Problem statement
Extend the press announcement about the Synchronic soundtrack release, starting after its final sentence.

Text section

>>>>>

Milan Records today announces the January 15 release of SYNCHRONIC (ORIGINAL MOTION PICTURE SOUNDTRACK) with music by The Album Leaf. Available for pre-order now, the album features music from the critically acclaimed sci-fi thriller by filmmakers Justin Benson and Aaron Moorhead, which is streaming on all platforms from XYZ Films. The 26-track record etches an immersive soundscape underpinned by synth transmissions, organic strings, artful experimentation, and moments of cathartic energy. It runs the gamut of everything from sonic euphoria to mania as turbulent as the action on-screen. It also builds on an ironclad creative partnership between The Album Leaf and the directors as their third collaboration. Making its debut alongside album preorder is the soundtrack’s lead single – listen to “Where’s The Victim?” here. The soundtrack will also be made available in vinyl format, arriving as a 2-LP gate-fold set from Eastern Glow Recordings.

<<<<<

Recorded data

>>>>>

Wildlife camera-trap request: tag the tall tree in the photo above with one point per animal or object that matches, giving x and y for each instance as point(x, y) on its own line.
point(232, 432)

<<<<<

Solved exercise
Of the soundtrack, The Album Leaf says, “Synchronic is my third score collaboration with filmmaking duo Justin Benson and Aaron Moorhead, and with each film, I try to find something special to center the score around. With Synchronic, I created a custom synth patch to replicate what the drug may sound like and where it could send you in time. I was then able to find my way within the film, accompanying its many twists and turns while keeping the score cohesive. This time I was also able to collaborate with vocalists Angela Liu and Lola Blanc, multi-instrumentalist James McAlister, cellist Clarice Jensen, violinist Jake Falby, percussionist Joe Wong and cellist and double bassist Gabe Noel – I’m grateful to each performer’s improvisation and performance. I think the score supports the film well and am excited to share it!”
When New Orleans paramedics and longtime best friends Steve (Anthony Mackie) and Dennis (Jamie Dornan) are called to a series of bizarre, gruesome accidents, they chalk it up to the mysterious new party drug found at the scene. But after Dennis’s oldest daughter suddenly disappears, Steve stumbles upon a terrifying truth about the supposed psychedelic that will challenge everything he knows about reality—and the flow of time itself.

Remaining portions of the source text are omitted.